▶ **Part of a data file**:

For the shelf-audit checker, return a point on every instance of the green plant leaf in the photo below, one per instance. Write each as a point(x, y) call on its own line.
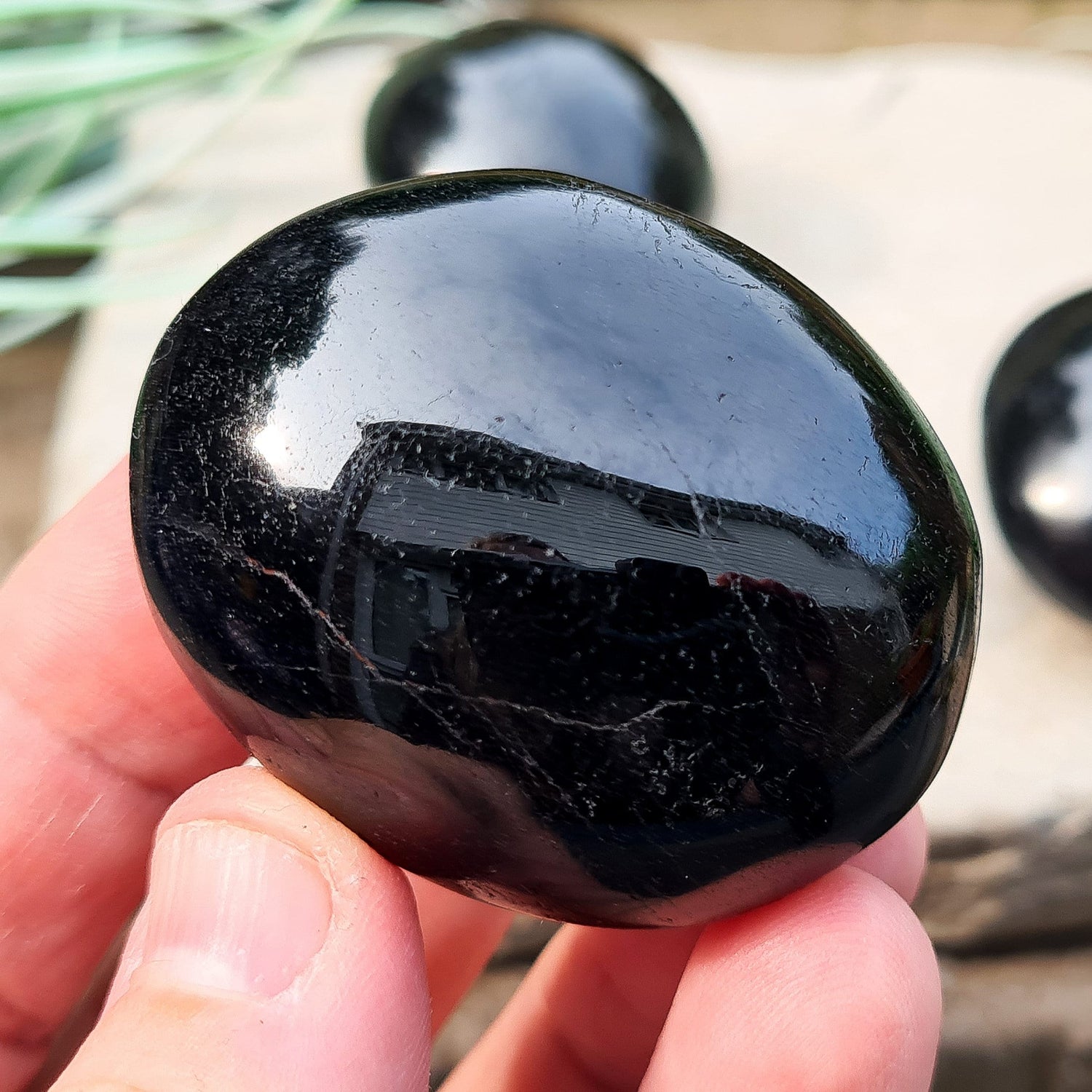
point(22, 327)
point(82, 290)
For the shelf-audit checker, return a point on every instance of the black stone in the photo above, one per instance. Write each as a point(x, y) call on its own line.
point(1039, 450)
point(568, 550)
point(537, 95)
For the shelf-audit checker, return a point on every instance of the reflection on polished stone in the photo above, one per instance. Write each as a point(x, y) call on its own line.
point(569, 552)
point(521, 93)
point(1039, 450)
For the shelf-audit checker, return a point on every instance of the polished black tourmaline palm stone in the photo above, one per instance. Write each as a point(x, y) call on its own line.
point(568, 550)
point(531, 94)
point(1039, 450)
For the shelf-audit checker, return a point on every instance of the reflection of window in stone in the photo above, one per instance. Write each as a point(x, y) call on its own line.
point(400, 615)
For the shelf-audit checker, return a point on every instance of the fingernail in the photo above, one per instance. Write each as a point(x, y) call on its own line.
point(232, 909)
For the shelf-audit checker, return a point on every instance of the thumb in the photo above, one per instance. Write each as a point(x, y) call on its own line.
point(275, 950)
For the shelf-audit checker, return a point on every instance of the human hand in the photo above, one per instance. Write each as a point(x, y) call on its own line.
point(275, 950)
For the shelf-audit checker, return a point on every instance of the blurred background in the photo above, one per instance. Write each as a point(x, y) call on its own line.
point(926, 165)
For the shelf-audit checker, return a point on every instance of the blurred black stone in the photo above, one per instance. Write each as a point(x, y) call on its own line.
point(568, 550)
point(1039, 450)
point(532, 94)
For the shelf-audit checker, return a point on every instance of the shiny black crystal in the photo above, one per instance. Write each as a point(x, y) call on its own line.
point(539, 95)
point(1039, 450)
point(571, 553)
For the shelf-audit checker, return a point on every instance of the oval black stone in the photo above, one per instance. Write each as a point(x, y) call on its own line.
point(537, 95)
point(568, 550)
point(1039, 450)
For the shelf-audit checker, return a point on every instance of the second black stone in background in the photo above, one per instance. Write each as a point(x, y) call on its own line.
point(537, 95)
point(1039, 450)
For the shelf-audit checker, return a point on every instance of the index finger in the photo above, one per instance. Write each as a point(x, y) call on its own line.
point(100, 731)
point(834, 989)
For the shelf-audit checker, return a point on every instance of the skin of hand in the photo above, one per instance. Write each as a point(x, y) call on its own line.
point(273, 949)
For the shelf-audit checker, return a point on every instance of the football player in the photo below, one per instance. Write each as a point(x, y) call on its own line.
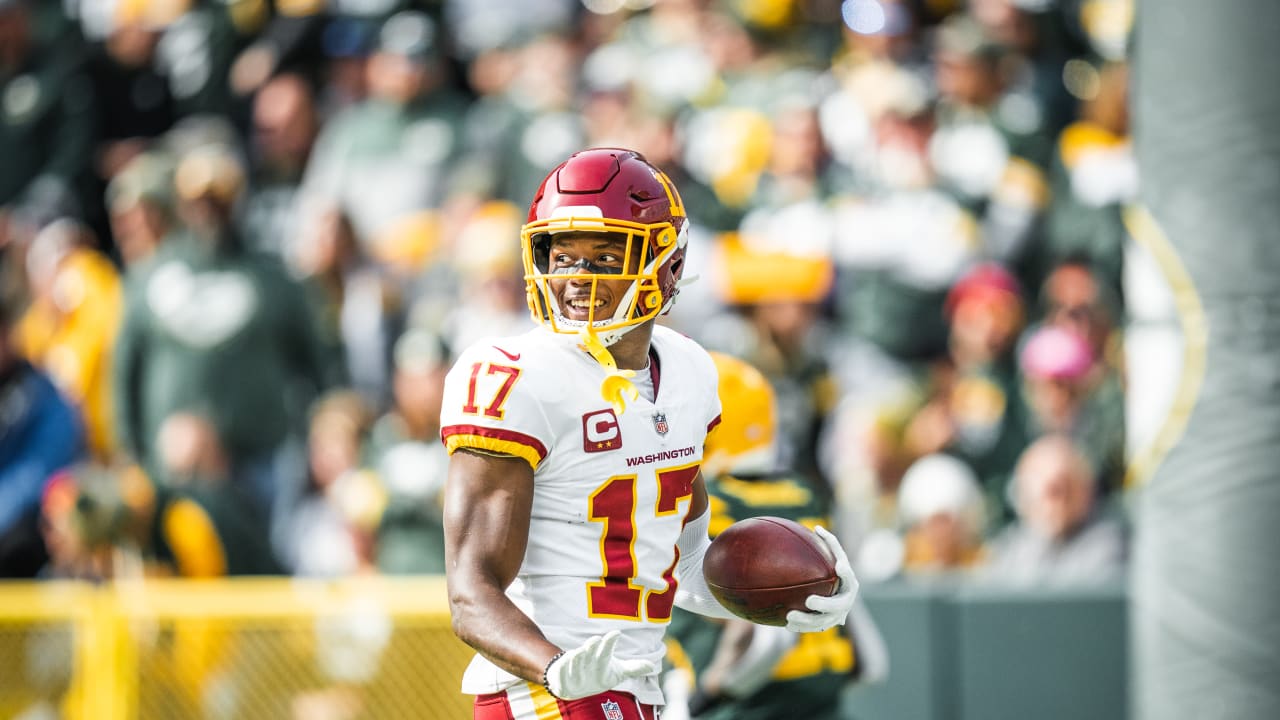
point(575, 511)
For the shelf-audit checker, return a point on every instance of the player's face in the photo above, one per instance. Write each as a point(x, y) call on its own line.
point(581, 259)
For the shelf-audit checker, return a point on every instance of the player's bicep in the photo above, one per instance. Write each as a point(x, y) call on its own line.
point(487, 511)
point(699, 502)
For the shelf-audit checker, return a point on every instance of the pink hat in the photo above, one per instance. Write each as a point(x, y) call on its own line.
point(1055, 352)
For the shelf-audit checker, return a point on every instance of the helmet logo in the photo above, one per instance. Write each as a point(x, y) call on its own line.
point(659, 423)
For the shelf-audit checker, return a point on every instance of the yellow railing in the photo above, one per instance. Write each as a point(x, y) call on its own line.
point(238, 648)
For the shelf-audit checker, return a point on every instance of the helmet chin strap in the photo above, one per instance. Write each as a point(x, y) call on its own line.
point(617, 387)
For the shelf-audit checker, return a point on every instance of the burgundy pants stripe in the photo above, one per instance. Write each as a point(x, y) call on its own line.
point(533, 702)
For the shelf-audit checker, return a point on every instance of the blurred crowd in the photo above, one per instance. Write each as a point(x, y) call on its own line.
point(242, 240)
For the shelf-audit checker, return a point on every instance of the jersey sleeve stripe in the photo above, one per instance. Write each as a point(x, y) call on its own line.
point(494, 440)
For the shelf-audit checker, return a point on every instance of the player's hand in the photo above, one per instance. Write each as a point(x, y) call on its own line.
point(592, 669)
point(827, 611)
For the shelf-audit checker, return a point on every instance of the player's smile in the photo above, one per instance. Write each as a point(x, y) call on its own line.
point(585, 260)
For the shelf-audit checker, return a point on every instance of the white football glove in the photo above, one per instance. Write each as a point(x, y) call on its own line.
point(592, 669)
point(832, 610)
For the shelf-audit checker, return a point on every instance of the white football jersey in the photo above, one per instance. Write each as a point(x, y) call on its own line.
point(611, 491)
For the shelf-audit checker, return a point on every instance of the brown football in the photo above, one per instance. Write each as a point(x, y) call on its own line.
point(763, 568)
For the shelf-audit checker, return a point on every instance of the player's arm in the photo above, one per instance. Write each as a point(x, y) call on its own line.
point(693, 593)
point(487, 509)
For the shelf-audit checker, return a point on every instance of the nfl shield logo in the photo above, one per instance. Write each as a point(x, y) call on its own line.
point(659, 423)
point(612, 710)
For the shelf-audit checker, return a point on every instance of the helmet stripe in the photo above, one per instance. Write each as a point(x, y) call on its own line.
point(677, 205)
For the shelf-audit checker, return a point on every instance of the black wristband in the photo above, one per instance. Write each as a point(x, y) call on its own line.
point(549, 662)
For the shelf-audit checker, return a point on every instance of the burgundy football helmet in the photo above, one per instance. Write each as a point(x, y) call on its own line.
point(613, 191)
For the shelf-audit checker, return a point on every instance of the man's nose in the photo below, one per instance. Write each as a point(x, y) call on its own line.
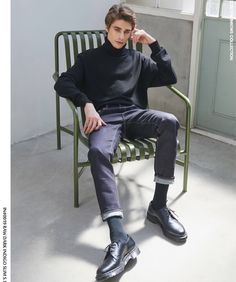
point(121, 35)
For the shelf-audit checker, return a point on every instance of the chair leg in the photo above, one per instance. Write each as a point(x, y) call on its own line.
point(58, 122)
point(76, 188)
point(185, 177)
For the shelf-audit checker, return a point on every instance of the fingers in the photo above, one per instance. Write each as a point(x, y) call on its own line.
point(137, 35)
point(93, 124)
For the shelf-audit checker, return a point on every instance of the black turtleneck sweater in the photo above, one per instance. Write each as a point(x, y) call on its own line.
point(107, 75)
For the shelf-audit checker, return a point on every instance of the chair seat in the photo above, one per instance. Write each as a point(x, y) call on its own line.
point(136, 149)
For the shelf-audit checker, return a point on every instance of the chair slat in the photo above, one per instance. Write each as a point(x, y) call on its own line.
point(82, 41)
point(75, 45)
point(98, 37)
point(67, 49)
point(90, 38)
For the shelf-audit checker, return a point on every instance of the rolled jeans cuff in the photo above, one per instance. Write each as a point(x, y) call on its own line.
point(162, 180)
point(108, 214)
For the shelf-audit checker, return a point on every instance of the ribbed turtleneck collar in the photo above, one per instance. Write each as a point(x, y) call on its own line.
point(112, 50)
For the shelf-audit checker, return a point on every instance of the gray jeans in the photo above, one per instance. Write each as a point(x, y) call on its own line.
point(131, 122)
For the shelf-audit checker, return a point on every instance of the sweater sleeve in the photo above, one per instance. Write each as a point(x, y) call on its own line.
point(70, 83)
point(158, 71)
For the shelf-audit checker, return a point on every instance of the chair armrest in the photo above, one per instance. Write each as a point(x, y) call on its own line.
point(55, 76)
point(78, 134)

▶ **Request**:
Set down the records in full and exactly. Do not carry over any image.

▶ **Result of this task**:
For the shelf-audit checker, return a point on every instance of the green plant leaf in the photo below, one per instance. Write each as a point(x, y) call on its own line.
point(22, 327)
point(82, 290)
For the shelf-audit checker, return a point on every instance of the black stone in the photo above, one per instance. Write each as a point(x, y) call on its own line.
point(1039, 450)
point(568, 550)
point(537, 95)
For the shelf-audit checker, return a point on every instance of the reflection on polished stone in the photo above, one per instance. Write each as a point(x, y) call on its own line.
point(569, 552)
point(521, 93)
point(1039, 450)
For the shelf-audit checker, return a point on every instance of the polished black tourmaline palm stone in the photo above, one per instance. Write each as a point(x, y) call on its own line.
point(568, 550)
point(531, 94)
point(1039, 450)
For the shelf-audit checker, return a point on every instance of the reflection of window in stone in the photo above, one per instance. Write each as a point(x, y) call on its own line.
point(400, 615)
For the shelf-audit checker, return a point on every instance of the fingernail in the photo above, one per instance. Write each as a point(x, y) call on its own line.
point(232, 909)
For the shelf-audit checker, return a point on every instance of the thumb in the photo above, one per instance. Write each as a point(x, y) call on its own line.
point(275, 950)
For the shelf-audit checker, return a point on every instance of the human hand in the photo above, one per instance. Write each as a point(x, y) call on its own line.
point(275, 950)
For the shelf-audit checker, return a point on every instance of the blurred background in the photo above, one per instance. Write each as a point(x, y) call on its own line.
point(926, 165)
For the shelf-audit checker, return a point on every instance of the blurred black stone in the photo above, one per instance. Write each as a point(x, y) call on its own line.
point(568, 550)
point(1039, 450)
point(532, 94)
For the shelf-audit checker, return a point on every instance of the shiny black crystal in the photo above, one per instance. Write each as a point(x, y) call on its own line.
point(539, 95)
point(1039, 450)
point(571, 553)
For the shelf-audit checker, return a point on every instance of the oval black stone in the photo above, one per instance. Write each as a point(x, y) call on its own line.
point(537, 95)
point(568, 550)
point(1039, 450)
For the shelf-audit checker, return a point on every instance of the second black stone in background in the photo above, one per instance. Write each as a point(x, y) call on its own line.
point(537, 95)
point(1039, 450)
For the shelf-audit checker, return a point on every instance of the index finger in the photo above, one per instance. Write each as a point(x, y) call on its own line.
point(100, 731)
point(834, 989)
For the shelf-audit checker, return a point on every instance of the skin of hand in the photo above, one per instance. Write each as a point(x, y) call on its own line.
point(273, 949)
For the shelf-audit checker, return a point on every instance of the football player in the photo below, one per instance. Write each as a point(x, y) call on its own line.
point(575, 511)
For the shelf-audit checker, return a point on every instance of the player's face in the photo above, one per instance. Write each as a point(x, y) call on its own line.
point(581, 259)
For the shelf-audit checker, return a point on every instance of the player's bicep in the photo above, one per instance. Write each as a point(x, y) call on its own line.
point(487, 511)
point(699, 502)
For the shelf-audit checker, return a point on every instance of the pink hat in the photo above, one per instance. Write each as a point(x, y) call on its own line.
point(1055, 352)
For the shelf-audit checker, return a point on every instance of the helmet logo in the photo above, one per instance. Write each as a point(x, y) call on its own line.
point(659, 423)
For the shelf-audit checker, return a point on every instance of the yellow railing in the photo above, one per instance. Write each as a point(x, y) call on its own line.
point(238, 648)
For the shelf-audit checker, return a point on every instance of the helmet chin strap in the photo above, one per instance. Write each as a point(x, y) call on its own line.
point(617, 387)
For the shelf-audit checker, return a point on every instance of the burgundy pants stripe in the photo above, one per instance. Write each as a point(x, y) call on its own line.
point(533, 702)
For the shelf-audit checker, return a point on every instance of the blurred crowd in the photo above, one per instance. Write each as a point(x, y) call on its own line.
point(242, 240)
For the shelf-audit checker, return a point on every instance of the jersey sleeve stripe in the photo above, one per instance. Write each as a point(x, y) call on its own line.
point(494, 440)
For the shelf-audit checker, return a point on every instance of the player's hand in the photo above, one per instance. Write each as a point(x, y) call on its own line.
point(592, 669)
point(827, 611)
For the shelf-audit checker, return a point on every instance of the player's smile in the photo above, one per instance. Write each as a point(x, y) call on its own line.
point(585, 260)
For the shelf-audit checker, return a point on every instance of the white football glove in the photo above, one per instance. Write each as a point(x, y) call on its own line.
point(592, 669)
point(832, 610)
For the shelf-audit checker, return a point on every instance of the white football jersey in the photo above, one per instance. Write each as a point(x, y) call on its own line.
point(611, 491)
For the shelf-audit checker, return a point on every instance of the brown football in the photo above, one per instance. Write each as a point(x, y) call on its own line.
point(763, 568)
For the shelf-audit checker, return a point on every instance of the player's arm in the photo above, one per instance. Write each as a point(x, y) call on its own line.
point(693, 593)
point(487, 509)
For the shelf-audit checker, return a point on every instance of the nfl shield logo in the photo above, one per instance. Write each as a point(x, y) call on its own line.
point(659, 423)
point(612, 710)
For the shelf-audit checker, return a point on every instance of the helmet stripe in the photo above, one per instance. Write each as a point(x, y) call on its own line.
point(677, 205)
For the shelf-audit checker, return a point on every instance of the black wristband in the photo above, one per instance. Write each as a point(x, y) call on its own line.
point(549, 662)
For the shelf-audit checker, return a point on every instance of the burgundy football helmet in the photo above, one per instance. Write each as a point(x, y) call on its own line.
point(613, 191)
For the shelf-audit checker, return a point on every instance of the man's nose in the photo below, one per instance. Write each as a point(x, y) call on its own line.
point(121, 35)
For the shelf-audit checker, return a point on every instance of the chair leg in the photo above, one per instance. Write each as a point(x, y) call on its own line.
point(58, 122)
point(76, 188)
point(185, 177)
For the shelf-audit checker, return a point on every instance of the fingers in the photo above, one per instance. Write each as a point(x, y) call on its own line.
point(137, 35)
point(93, 124)
For the shelf-audit checker, return a point on every instance of the black turtleneck sweater in the photo above, one per instance. Write each as a point(x, y) call on its own line.
point(107, 75)
For the shelf-audit checker, return a point on every instance of the chair seat in the photo above, one per instance. Write each as a point(x, y) call on its own line.
point(136, 149)
For the shelf-audit checker, return a point on every instance of the chair slat in the photo above, one per instance. Write each as a point(x, y) call on its own line.
point(82, 41)
point(75, 45)
point(98, 37)
point(67, 49)
point(90, 38)
For the shelf-audit checker, return a point on every instance of the rolled jeans cuff in the photo above, one per instance. Write each as a point(x, y) call on its own line.
point(162, 180)
point(108, 214)
For the shelf-audit checker, return a point on every instance of the ribbed turtleneck collar in the photo above, one per instance. Write each as a point(x, y) call on its own line.
point(112, 50)
For the shelf-audit checker, return a point on every instance of the gray jeans in the photo above, one per instance. Write each as a point(x, y) call on its own line.
point(131, 122)
For the shelf-audit checker, return a point on every instance of the sweater sleeve in the photo above, one per instance. Write each as a point(x, y) call on its own line.
point(70, 83)
point(158, 71)
For the shelf-audit checker, return a point on every instance of the chair armrest in the photo above, one per instance. Write each as a point(x, y) call on its own line.
point(55, 76)
point(78, 134)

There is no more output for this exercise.